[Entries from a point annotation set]
══════════════════════════════

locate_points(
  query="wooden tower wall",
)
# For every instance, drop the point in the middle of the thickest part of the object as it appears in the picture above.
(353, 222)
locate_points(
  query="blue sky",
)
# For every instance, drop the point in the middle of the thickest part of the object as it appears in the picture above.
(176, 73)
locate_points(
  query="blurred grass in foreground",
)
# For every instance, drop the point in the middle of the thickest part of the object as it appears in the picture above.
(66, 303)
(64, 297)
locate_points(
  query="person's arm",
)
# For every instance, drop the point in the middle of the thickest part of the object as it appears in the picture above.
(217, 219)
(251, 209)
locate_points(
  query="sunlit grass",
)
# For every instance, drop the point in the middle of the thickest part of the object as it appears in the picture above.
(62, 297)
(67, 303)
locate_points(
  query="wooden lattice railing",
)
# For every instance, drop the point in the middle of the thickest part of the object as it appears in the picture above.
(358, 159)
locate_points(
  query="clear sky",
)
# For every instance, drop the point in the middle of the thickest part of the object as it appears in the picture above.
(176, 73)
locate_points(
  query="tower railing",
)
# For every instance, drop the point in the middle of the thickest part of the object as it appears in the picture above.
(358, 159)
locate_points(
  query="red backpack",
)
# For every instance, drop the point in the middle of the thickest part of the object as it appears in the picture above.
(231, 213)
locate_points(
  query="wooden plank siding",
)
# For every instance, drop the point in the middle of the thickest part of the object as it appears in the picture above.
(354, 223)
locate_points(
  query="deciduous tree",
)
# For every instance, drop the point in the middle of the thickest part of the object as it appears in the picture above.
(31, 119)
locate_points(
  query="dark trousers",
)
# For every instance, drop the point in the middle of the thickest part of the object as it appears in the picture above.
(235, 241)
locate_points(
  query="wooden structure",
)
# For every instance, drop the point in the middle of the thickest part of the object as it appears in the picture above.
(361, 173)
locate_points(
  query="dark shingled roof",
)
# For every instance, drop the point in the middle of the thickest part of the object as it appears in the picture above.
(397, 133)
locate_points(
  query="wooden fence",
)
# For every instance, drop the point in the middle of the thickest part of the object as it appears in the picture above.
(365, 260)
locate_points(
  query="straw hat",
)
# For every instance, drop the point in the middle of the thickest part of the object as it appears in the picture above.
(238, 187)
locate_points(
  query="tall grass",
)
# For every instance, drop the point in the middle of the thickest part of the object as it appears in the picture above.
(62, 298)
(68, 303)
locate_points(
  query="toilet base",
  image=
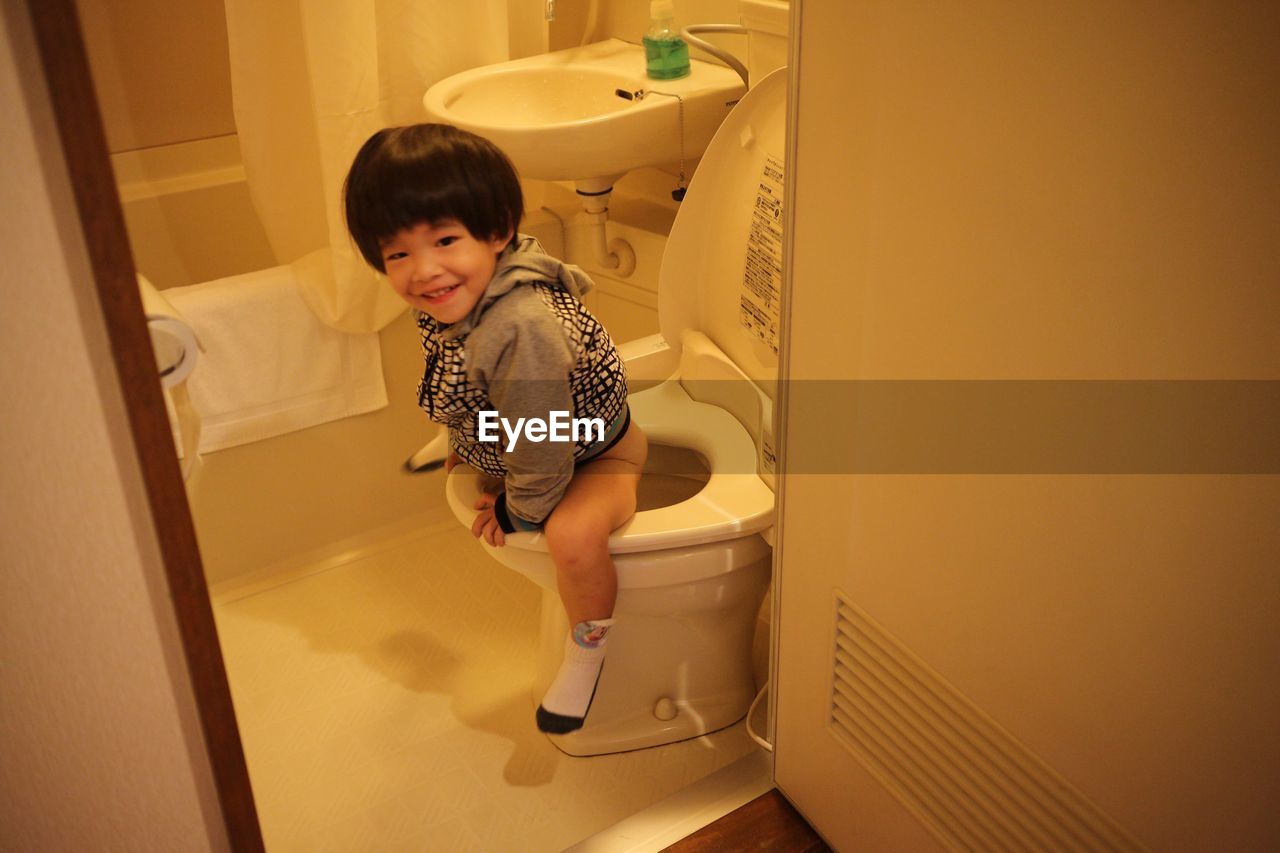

══════════════════════════════

▶ **Request**
Report how many lines in the listing contain the word "wooden". Give only the number.

▶ **Response to the exercise**
5